Kampala (ANTARA) - Presiden Uganda Yoweri Museveni telah menandatangani salah satu undang-undang anti LGBTQ paling keras di dunia, termasuk hukuman mati bagi pelaku hubungan homoseksual, sebuah langkah yang dikecam Barat dan berisiko mendatangkan sanksi dari negara-negara pendonor.

Hubungan sesama jenis adalah perbuatan terlarang di Uganda, seperti halnya di lebih dari 30 negara Afrika lainnya, tetapi UU baru itu adalah yang paling tegas.

UU tersebut memberlakukan hukuman mati bagi perilaku yang bisa menularkan penyakit seperti HIV/AIDS melalui hubungan sesama jenis, dan menerapkan hukuman 20 tahun penjara bagi mereka yang mempromosikan hubungan sejenis.

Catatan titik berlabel
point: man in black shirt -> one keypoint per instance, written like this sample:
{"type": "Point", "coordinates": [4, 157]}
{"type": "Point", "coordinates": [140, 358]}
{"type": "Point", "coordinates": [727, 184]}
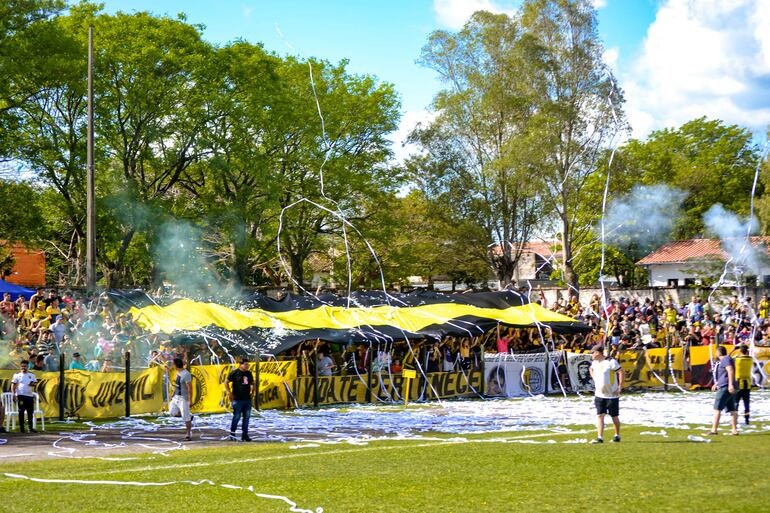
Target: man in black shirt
{"type": "Point", "coordinates": [241, 390]}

◆ **TUGAS YANG DISELESAIKAN**
a. Jawablah pertanyaan berikut berdasarkan teks tentang UU Uganda.
(i) Siapa yang menandatangani undang-undang tersebut?
(ii) Di lebih dari berapa negara Afrika lainnya hubungan sesama jenis juga terlarang?
(iii) Hukuman apa yang diterapkan bagi mereka yang mempromosikan hubungan sejenis?
b. Ambil persis dari teks tentang UU Uganda bagian mulai dari "Hubungan sesama jenis adalah" hingga dan termasuk "mempromosikan hubungan sejenis.".

◆ **JAWABAN TIAP TUGAS**
a.
(i) Presiden Uganda Yoweri Museveni
(ii) Lebih dari 30 negara
(iii) Hukuman 20 tahun penjara

b.
Hubungan sesama jenis adalah perbuatan terlarang di Uganda, seperti halnya di lebih dari 30 negara Afrika lainnya, tetapi UU baru itu adalah yang paling tegas.

UU tersebut memberlakukan hukuman mati bagi perilaku yang bisa menularkan penyakit seperti HIV/AIDS melalui hubungan sesama jenis, dan menerapkan hukuman 20 tahun penjara bagi mereka yang mempromosikan hubungan sejenis.